→ **TASK**
All of the data must be output without alteration.

::::::::::

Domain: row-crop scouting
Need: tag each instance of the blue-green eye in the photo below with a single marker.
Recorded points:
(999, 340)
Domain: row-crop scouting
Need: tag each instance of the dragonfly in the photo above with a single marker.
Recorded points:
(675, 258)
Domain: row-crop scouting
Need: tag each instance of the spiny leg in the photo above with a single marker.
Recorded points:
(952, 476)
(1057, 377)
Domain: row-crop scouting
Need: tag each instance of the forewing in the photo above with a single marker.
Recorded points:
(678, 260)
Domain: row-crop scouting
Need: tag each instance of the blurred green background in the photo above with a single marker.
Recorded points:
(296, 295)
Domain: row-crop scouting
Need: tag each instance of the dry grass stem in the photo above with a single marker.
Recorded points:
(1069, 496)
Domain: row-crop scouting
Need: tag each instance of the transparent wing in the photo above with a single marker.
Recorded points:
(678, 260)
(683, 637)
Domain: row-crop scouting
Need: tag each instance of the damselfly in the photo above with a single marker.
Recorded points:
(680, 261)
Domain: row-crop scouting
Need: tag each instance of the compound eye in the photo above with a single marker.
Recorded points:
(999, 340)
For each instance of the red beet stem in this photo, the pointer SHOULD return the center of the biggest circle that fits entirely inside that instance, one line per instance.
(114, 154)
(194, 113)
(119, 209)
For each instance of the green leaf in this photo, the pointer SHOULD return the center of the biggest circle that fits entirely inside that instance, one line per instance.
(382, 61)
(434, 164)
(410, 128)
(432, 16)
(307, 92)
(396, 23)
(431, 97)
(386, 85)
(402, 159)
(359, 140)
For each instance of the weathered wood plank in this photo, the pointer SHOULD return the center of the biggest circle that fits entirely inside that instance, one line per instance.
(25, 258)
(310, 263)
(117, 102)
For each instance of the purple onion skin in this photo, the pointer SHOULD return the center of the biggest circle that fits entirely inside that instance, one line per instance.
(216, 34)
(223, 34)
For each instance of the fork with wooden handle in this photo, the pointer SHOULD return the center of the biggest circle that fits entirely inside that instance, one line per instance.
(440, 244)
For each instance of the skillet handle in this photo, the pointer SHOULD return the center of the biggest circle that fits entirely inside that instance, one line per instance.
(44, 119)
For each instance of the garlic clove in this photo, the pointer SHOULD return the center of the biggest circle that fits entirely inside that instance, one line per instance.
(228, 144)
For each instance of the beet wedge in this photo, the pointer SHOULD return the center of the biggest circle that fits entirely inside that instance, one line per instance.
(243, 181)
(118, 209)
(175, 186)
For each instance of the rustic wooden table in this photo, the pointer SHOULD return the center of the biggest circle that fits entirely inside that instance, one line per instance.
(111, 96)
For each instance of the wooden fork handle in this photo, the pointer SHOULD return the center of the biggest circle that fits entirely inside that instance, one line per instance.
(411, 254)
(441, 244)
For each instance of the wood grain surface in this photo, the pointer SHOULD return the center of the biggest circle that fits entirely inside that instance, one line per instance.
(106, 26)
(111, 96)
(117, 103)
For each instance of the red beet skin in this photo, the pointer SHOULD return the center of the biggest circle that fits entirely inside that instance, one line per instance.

::::::::::

→ **SOLVED EXERCISE**
Domain: row-crop scouting
Need: tag each instance of the blue-green eye in the photo below with a single marker.
Recorded points:
(999, 340)
Domain: row-crop scouting
Need: tag each instance of the dragonfly in the photo above with a single marker.
Recorded points:
(675, 258)
Domain: row-crop scouting
Need: tag each instance of the spiny leg in the photo above with a single marker.
Recorded points:
(952, 476)
(1057, 377)
Domain: row-crop scouting
Need: tag each instance of the forewing in the photo above with a single marker.
Recorded points:
(678, 260)
Domain: row-crop scouting
Need: tag each instance of the blurred green background in the photo above with a single marker.
Recorded points:
(296, 295)
Domain: row-crop scouting
Need: tag each instance of the dry grass stem in the photo above with a single marker.
Recorded points:
(1069, 496)
Domain: row-crop scouting
Need: tag each instance of the transparent wing in the photo above with a single marker.
Recorded points:
(678, 260)
(683, 637)
Domain: row-crop scouting
Need: tag each instance of the damselfly in the photo above with a single marker.
Recorded points:
(680, 261)
Domain: row-crop scouting
Need: tag each instance of the compound eye in the photo above with a single marker.
Recorded points:
(999, 340)
For each instance of the red beet stem in this photo, the pointer SHOULD return the center of the biggest circle that fits entirely inside that instance, one line per instance.
(114, 154)
(194, 113)
(119, 209)
For each instance of the green leaf in this photo, the pointer SHOULD return the center of the biggest circle that fits entirely inside that instance, one line per instance.
(382, 61)
(434, 164)
(410, 128)
(432, 16)
(307, 92)
(396, 23)
(431, 97)
(386, 85)
(402, 159)
(359, 140)
For each instance of the weathered wood plank in this photo, the pointer SHOULD return the center of the biggest circle that fits entirely inside that instance, one line per instance.
(25, 258)
(310, 263)
(117, 102)
For each instance of the purple onion skin in this photo, the pointer SHOULD return the center of the biggest circle that fits entirely inside that instance, one line per instance.
(216, 34)
(223, 34)
For each instance of the fork with wooden handle in this photo, the pointer SHOULD return the center of the biggest circle that fits entirely inside that instance, one line per instance.
(440, 244)
For each instance of the skillet handle in this photo, the pointer SHOULD return the center of the biggest circle that fits entirely inside that instance, one line per instance.
(44, 119)
For each instance of the garlic clove in this photo, the pointer SHOULD return the center of the biggest circle that fits entirely inside that instance, one line per instance.
(228, 144)
For each instance of the beet wedge in this photo, the pointer SHOULD return the center of the biggest circle that fits entirely inside that instance, one line per instance.
(243, 181)
(118, 209)
(175, 186)
For each instance of the rustic wooden table in this photo, the pointer SHOULD return the center of the biggest circle that fits entirely inside that instance, one line per instance.
(111, 96)
For each instance of the wooden fork handle in this photo, the pointer SHOULD return the center of the biggest circle that fits entirely inside that instance, one line per instance.
(411, 254)
(441, 244)
For each instance of the wood grain surface in this photo, the pointer SHOULD return the center of the biggest circle that fits entirely inside that instance, one line per instance.
(106, 26)
(111, 96)
(117, 103)
For each instance of the red beet skin in this photo, the pointer SHOULD return the center of the biggest circle that fits entirely inside that instance, one line per instance.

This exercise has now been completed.